Set exercise:
Count how many of the lines below contain the string "water", treating uppercase and lowercase as different, and reply with only that number.

Available records:
:::::

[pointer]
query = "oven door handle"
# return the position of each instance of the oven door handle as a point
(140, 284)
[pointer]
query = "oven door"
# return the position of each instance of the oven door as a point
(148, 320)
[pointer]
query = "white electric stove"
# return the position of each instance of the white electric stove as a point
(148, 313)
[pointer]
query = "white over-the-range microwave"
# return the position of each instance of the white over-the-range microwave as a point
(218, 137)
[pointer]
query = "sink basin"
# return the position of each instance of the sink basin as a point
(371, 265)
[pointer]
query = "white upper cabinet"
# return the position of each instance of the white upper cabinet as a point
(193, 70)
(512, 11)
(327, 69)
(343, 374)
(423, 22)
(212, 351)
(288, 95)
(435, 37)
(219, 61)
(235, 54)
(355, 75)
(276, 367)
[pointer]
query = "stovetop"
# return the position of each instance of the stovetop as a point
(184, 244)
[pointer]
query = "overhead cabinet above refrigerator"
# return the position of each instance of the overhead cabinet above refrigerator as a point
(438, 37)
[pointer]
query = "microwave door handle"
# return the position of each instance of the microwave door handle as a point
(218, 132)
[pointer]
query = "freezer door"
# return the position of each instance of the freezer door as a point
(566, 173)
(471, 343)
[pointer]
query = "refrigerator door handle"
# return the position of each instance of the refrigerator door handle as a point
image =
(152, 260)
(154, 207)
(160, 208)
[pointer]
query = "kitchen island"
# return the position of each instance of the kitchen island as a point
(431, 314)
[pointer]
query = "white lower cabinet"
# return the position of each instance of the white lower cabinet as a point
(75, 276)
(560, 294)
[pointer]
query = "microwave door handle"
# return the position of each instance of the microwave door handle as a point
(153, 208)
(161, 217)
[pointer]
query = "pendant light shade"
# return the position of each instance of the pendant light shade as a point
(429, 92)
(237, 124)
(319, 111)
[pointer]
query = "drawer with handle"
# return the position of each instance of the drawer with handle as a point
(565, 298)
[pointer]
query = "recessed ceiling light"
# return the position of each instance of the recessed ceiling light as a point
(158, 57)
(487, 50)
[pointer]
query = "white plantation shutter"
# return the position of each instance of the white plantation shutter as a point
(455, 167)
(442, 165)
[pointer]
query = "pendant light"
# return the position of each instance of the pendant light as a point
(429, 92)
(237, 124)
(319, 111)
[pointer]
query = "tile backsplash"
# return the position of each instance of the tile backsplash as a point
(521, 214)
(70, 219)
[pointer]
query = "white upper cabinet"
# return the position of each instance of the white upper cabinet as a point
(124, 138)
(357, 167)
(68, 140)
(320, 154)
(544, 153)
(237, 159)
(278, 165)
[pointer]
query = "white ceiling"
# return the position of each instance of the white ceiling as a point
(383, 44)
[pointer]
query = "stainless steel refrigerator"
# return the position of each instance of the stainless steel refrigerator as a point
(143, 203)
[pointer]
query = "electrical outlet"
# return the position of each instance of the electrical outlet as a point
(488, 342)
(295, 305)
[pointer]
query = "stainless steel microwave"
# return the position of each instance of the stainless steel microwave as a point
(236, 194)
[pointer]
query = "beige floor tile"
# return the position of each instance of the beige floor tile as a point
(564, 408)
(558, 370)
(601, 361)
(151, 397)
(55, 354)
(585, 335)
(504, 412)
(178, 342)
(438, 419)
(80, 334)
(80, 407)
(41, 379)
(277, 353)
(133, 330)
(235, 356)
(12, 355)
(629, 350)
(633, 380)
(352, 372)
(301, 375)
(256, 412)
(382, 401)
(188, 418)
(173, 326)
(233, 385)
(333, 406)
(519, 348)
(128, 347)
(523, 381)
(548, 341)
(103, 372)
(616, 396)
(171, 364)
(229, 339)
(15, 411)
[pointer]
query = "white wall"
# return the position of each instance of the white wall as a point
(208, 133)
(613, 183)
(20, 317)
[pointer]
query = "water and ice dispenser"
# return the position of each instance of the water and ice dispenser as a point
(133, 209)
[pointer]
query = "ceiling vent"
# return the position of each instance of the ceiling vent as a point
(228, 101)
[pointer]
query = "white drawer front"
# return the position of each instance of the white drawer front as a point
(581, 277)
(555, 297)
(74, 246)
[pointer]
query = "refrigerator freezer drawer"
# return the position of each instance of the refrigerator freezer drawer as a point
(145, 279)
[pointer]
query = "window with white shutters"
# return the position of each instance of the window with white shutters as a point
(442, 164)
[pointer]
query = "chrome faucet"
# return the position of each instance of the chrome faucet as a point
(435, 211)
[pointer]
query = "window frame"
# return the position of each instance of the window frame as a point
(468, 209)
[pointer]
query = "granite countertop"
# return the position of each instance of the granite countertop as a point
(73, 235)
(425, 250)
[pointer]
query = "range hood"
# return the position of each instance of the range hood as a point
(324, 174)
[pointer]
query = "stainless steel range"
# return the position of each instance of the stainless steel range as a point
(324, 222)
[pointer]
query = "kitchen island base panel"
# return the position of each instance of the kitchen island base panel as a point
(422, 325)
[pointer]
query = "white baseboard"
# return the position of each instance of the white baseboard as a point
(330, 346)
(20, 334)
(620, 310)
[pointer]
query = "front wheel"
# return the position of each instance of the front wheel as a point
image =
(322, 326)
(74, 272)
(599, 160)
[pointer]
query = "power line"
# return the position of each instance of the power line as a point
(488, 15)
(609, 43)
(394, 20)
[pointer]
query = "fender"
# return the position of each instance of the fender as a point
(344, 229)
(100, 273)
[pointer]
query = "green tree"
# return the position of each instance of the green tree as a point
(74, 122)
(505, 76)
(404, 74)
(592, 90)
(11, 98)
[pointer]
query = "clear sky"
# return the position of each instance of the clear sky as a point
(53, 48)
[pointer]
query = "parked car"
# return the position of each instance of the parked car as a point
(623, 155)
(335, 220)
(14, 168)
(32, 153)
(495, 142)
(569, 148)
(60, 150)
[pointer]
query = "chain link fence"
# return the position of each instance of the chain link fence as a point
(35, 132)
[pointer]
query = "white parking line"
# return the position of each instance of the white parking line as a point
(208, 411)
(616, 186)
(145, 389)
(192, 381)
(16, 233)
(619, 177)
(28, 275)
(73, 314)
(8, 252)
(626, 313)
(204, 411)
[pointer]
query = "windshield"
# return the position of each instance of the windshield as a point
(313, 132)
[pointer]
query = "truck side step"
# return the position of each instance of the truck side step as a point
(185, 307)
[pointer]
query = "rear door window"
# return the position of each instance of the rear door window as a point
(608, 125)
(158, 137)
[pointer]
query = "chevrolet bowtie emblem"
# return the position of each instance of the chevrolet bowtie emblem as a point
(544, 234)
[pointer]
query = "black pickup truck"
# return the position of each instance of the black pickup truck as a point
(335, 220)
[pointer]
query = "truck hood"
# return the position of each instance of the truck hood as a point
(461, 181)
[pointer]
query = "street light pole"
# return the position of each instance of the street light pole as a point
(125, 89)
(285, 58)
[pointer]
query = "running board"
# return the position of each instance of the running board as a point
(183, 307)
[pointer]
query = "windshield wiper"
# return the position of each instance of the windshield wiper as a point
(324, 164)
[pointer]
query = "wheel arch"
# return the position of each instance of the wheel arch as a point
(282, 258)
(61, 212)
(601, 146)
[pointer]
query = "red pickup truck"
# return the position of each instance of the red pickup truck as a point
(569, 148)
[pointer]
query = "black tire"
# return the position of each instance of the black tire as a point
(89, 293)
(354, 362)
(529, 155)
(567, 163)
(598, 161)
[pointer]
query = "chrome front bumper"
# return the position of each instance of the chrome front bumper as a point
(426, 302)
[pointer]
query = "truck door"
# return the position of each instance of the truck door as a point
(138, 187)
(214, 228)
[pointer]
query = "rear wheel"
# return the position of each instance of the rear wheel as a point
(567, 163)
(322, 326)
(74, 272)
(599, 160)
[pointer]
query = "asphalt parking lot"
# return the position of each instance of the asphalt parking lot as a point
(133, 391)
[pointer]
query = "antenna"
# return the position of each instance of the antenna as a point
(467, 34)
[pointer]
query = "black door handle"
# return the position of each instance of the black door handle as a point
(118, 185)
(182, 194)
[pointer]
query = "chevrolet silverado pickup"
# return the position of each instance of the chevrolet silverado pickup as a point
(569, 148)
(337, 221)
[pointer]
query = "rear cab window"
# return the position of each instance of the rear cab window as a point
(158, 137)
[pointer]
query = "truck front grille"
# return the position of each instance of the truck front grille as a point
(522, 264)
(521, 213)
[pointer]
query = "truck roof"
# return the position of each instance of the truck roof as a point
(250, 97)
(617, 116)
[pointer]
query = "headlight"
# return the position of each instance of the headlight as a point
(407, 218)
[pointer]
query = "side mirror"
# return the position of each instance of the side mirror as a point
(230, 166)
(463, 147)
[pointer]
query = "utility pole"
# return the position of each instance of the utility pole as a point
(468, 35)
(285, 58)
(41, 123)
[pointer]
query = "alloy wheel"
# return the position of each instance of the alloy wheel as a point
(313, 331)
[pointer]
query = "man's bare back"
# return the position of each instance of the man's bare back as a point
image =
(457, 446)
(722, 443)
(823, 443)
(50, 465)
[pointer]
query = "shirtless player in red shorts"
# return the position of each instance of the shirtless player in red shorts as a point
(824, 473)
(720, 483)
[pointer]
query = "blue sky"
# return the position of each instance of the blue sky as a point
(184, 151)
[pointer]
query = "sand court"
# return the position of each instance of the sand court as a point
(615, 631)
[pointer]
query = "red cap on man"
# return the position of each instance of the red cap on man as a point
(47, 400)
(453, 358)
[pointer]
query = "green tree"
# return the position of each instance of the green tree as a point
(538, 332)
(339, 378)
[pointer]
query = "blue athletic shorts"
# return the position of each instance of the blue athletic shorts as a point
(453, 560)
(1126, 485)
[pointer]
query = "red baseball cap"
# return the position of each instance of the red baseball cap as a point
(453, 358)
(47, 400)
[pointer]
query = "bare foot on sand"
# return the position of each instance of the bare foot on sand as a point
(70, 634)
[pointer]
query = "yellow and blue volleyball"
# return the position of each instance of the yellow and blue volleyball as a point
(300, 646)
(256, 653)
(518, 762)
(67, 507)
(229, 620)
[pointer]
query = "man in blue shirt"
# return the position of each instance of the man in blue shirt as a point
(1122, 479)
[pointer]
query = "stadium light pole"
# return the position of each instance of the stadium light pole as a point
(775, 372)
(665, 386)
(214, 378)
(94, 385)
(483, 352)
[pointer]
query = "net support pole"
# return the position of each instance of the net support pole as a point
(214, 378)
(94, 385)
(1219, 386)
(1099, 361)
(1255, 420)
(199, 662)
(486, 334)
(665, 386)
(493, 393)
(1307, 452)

:::::

Solution:
2